▶ **The task**
Can you pick up the forum thread congratulating jcgriff2 on reaching 18K posts and continue it from the end of its last reply?

# jcgriff2 will soon hit 18K Posts



## 2xg (Aug 5, 2009)

Awesome and very helpful posts John!

Congratulations!


----------



## Old Rich (May 31, 2007)

Go John . . Go!!


----------



## jcgriff2 (Sep 30, 2007)

Nice timing... I just did hit the 18,000 posts milestone.

Do you have a crystal ball, Rayda? :chgrin:

Thank you !!!!!!!!!!

John

`


----------



## GZ (Jan 31, 2010)

Congrats!!!! 18k... only 6k more and you're golden! :grin:

I only have one word for you.. workaholic!


----------



## 2xg (Aug 5, 2009)

> Do you have a crystal ball, Rayda?


I sure do have one...and it comes pretty handy.:grin:


----------



## joeten (Dec 4, 2008)

Congrats John I still have a ways to go so leave some for me please


----------



## jcgriff2 (Sep 30, 2007)

gavinzach said:


> Congrats!!!! 18k... only 6k more and you're golden! :grin:
> 
> I only have one word for you.. workaholic!


Me a workoholic...?

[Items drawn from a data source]
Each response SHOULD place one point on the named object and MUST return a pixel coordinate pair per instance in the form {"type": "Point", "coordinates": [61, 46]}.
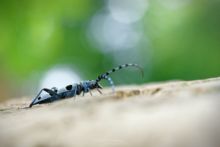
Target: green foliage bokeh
{"type": "Point", "coordinates": [36, 34]}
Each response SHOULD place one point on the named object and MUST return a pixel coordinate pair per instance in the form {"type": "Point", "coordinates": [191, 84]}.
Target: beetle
{"type": "Point", "coordinates": [72, 90]}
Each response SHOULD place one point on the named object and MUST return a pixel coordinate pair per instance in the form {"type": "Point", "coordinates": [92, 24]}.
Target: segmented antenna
{"type": "Point", "coordinates": [103, 76]}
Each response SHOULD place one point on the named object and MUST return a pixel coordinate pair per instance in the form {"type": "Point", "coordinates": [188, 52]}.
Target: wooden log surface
{"type": "Point", "coordinates": [169, 114]}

▶ **Expected output**
Look in mirror, Bruce... you'll see someone that doubles my daily post average.

*You* - 63.5 posts/day -- 30 day average. :Wow1: 

That is awesome!!

Thanks . . 

John

`


----------



## SABL (Jul 4, 2008)

Big congrats to JC....a real credit to TSF!!


----------



## AlbertMC2 (Jul 15, 2010)

My goodness....That is a lot of typing.

Congrats.


----------



## shotgn (Aug 10, 2008)

My fingers hurt just look at how many posts..lol

My fingers just die when I look at dai's


----------



## WereBo (Apr 5, 2008)

Congratulations John, well done indeed







:4-clap:







:4-clap:


----------



## reventon (Oct 16, 2009)

18,000 posts of amazing work.

Congratulations!


----------



## dai (Jul 2, 2004)

congratulations


----------



## Glaswegian (Sep 16, 2005)

Congrats John - great work!


----------



## speedster123 (Oct 18, 2006)

*nice work john*


----------



## jcgriff2 (Sep 30, 2007)

Thank you !

And yes, my fingers do hurt at times. : )

John

`


----------



## -WOLF- (Jan 17, 2009)

Congratulations!


----------



## JohnthePilot (Mar 30, 2006)

Congratulations John.


----------



## Coolfreak (May 27, 2008)

Awesome work John!


----------



## jenae (Jun 17, 2008)

Hi, I could not think of a more appropriate way to reach my 2000th post then to congratulate the one person whose dedication so epitomizes what we are all about. Well done John.


----------



## Elvenleader3 (Jan 1, 2010)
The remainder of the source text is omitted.